**WORK TO COMPLETE**. Copy out verbatim the lines between the line containing "--target red sleeve" and the line containing "Give the mask of every instance of the red", inclusive.

Collection entries:
____

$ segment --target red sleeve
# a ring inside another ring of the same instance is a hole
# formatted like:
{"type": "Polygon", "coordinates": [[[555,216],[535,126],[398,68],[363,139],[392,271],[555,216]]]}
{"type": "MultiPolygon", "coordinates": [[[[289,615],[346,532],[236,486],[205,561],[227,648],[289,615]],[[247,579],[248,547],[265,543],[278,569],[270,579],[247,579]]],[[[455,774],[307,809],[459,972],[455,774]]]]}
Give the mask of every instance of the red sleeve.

____

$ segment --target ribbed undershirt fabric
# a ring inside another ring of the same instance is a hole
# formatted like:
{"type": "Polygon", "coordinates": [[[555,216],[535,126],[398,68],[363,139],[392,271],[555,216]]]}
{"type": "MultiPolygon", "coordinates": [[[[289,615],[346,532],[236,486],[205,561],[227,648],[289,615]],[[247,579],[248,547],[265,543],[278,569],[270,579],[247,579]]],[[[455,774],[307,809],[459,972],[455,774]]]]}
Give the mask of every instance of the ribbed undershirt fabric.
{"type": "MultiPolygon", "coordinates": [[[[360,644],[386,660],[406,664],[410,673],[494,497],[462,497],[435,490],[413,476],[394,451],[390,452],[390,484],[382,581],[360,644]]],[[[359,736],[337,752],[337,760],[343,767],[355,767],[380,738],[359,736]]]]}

____

**RESULT OF THIS EXERCISE**.
$ segment --target red sleeve
# a ring inside another ring of the same instance is a hole
# formatted like:
{"type": "Polygon", "coordinates": [[[555,216],[535,126],[398,68],[363,139],[392,271],[555,216]]]}
{"type": "MultiPolygon", "coordinates": [[[[289,615],[346,532],[236,486],[205,561],[227,648],[289,615]],[[247,579],[248,547],[265,543],[278,569],[270,579],[247,579]]],[[[455,774],[307,809],[459,972],[455,774]]]]}
Give the mask of every instance of the red sleeve.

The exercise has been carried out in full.